— start of Given records —
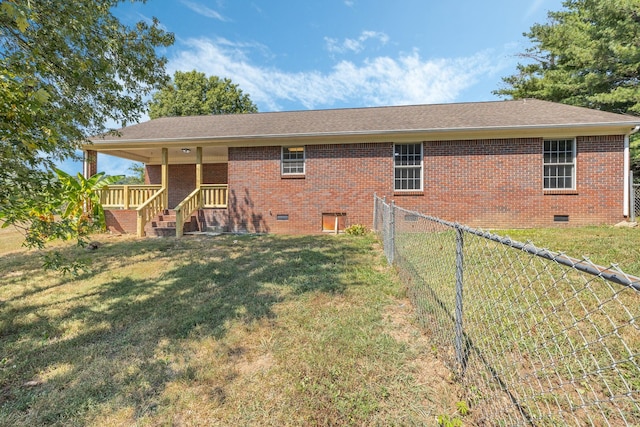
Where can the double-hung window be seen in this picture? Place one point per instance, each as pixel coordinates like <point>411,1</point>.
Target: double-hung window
<point>559,162</point>
<point>407,164</point>
<point>293,160</point>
— end of Given records —
What is expected: Your task is to set down the records shown above exactly, minus any pictures.

Completed exercise:
Where can the double-hung window be seen in this picture? Place one point per instance, each as pixel coordinates like <point>411,1</point>.
Target: double-hung window
<point>559,162</point>
<point>407,164</point>
<point>293,160</point>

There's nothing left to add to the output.